▶ What needs to be done: Filter the material, keeping only lines with the word "below".

****************

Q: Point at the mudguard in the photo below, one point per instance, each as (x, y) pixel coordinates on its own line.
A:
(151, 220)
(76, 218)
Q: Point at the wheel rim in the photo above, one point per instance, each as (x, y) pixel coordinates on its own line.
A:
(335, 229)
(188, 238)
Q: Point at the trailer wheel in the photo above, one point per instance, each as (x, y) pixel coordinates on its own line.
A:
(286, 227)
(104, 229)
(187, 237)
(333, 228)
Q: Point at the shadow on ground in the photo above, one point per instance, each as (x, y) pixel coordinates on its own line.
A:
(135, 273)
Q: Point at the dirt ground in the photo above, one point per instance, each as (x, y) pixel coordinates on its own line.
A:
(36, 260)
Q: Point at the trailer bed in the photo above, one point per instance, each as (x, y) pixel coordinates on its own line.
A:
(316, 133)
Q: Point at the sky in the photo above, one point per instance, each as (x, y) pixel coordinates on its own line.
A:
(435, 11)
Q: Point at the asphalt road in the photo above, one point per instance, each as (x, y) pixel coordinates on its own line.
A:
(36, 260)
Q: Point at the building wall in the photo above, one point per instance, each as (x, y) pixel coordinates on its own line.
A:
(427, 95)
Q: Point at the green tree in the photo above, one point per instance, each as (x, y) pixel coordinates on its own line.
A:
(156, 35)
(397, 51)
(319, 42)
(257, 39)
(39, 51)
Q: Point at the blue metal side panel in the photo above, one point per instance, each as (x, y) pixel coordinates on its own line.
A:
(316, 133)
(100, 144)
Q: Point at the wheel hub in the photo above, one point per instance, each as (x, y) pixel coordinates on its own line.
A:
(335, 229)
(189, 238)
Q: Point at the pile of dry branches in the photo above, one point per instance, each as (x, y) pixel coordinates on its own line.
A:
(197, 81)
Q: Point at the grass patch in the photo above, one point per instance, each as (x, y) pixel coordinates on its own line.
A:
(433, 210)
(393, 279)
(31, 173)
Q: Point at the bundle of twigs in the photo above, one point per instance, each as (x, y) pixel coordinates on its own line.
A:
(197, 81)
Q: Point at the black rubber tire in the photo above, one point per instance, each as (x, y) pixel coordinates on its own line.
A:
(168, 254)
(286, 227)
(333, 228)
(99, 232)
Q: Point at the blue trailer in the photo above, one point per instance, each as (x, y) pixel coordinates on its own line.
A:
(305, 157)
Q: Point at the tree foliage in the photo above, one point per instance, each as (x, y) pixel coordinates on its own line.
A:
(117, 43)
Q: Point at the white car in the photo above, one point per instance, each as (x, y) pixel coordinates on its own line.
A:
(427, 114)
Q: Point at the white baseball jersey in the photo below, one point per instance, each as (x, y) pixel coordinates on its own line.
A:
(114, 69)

****************

▶ Response area:
Q: Point at the mudguard in the photo below, one point per instance, each as (x, y) pixel coordinates on its own line.
Q: Point at the white baseball jersey in the photo below, one point per instance, each as (x, y) pixel coordinates on its own line.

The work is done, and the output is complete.